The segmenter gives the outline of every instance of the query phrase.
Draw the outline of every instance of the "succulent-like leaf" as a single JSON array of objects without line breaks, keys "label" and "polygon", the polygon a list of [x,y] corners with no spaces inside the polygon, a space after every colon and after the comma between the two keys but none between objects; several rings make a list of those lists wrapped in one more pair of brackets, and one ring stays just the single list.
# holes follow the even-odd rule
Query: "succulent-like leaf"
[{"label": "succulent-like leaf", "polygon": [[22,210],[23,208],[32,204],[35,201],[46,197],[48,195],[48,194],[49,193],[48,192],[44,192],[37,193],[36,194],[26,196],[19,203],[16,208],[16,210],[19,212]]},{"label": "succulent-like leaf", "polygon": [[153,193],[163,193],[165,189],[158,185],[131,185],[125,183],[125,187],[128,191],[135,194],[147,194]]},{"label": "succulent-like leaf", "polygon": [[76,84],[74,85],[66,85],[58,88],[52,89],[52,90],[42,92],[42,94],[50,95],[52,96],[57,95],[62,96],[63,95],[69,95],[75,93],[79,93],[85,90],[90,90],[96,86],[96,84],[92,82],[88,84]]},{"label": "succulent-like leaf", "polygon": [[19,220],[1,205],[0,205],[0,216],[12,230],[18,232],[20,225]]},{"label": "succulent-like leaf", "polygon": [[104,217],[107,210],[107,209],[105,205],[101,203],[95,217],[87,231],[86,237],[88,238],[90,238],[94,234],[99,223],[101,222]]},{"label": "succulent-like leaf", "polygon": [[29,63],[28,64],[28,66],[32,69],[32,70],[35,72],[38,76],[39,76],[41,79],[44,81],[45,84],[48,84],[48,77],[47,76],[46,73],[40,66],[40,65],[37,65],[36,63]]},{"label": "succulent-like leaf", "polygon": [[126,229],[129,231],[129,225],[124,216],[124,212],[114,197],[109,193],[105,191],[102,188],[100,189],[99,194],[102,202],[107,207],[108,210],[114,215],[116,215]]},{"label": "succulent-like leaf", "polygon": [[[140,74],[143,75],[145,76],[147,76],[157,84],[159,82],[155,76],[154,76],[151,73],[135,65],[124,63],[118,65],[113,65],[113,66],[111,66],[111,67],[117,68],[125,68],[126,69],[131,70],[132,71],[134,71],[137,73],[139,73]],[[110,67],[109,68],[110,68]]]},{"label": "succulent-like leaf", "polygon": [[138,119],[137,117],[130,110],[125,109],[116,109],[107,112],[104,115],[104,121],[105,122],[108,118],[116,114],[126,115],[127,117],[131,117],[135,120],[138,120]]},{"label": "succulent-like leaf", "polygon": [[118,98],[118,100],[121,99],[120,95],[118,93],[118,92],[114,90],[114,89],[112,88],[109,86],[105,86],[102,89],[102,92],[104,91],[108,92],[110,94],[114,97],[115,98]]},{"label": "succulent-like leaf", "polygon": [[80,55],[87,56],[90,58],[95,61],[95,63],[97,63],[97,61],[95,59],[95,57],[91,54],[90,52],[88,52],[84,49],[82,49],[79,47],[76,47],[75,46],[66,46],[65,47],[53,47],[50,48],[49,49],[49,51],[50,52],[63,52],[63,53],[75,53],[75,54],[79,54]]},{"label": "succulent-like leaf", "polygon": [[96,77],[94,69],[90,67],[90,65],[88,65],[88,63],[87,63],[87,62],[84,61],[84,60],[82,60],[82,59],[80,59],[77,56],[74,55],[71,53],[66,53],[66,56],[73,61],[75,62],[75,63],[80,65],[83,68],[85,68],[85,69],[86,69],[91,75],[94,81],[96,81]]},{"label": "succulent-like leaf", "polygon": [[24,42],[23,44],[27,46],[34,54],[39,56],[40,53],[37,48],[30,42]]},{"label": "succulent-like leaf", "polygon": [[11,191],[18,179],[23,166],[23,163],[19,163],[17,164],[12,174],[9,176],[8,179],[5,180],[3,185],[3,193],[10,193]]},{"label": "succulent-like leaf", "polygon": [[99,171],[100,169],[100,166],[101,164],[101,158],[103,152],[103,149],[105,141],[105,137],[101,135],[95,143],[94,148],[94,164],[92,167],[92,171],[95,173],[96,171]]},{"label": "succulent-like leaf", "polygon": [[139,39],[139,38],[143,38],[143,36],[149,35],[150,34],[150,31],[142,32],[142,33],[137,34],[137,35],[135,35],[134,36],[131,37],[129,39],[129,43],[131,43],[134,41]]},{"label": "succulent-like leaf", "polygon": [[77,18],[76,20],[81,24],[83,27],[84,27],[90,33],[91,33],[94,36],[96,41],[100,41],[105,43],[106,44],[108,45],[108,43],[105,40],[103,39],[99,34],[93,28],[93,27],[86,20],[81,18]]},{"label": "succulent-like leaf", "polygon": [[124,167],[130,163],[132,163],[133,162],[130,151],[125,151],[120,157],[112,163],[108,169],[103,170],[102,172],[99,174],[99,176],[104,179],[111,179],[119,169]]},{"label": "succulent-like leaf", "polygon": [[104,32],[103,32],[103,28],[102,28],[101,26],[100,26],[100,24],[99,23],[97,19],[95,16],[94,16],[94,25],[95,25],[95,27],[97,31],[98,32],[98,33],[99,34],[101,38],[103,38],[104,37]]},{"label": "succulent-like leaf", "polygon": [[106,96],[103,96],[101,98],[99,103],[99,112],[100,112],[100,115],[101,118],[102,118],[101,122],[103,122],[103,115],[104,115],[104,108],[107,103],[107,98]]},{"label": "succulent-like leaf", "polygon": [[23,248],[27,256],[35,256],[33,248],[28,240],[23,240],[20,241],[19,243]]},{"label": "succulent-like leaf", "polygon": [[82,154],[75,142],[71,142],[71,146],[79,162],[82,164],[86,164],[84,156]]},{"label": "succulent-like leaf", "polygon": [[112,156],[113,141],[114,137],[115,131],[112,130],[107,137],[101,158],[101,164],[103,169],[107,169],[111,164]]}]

* [Task prompt]: Please identify every line in the items above that contains the string "phrase", and copy each such line in full.

* [Exercise solution]:
The segmenter gives the outline of every instance of the query phrase.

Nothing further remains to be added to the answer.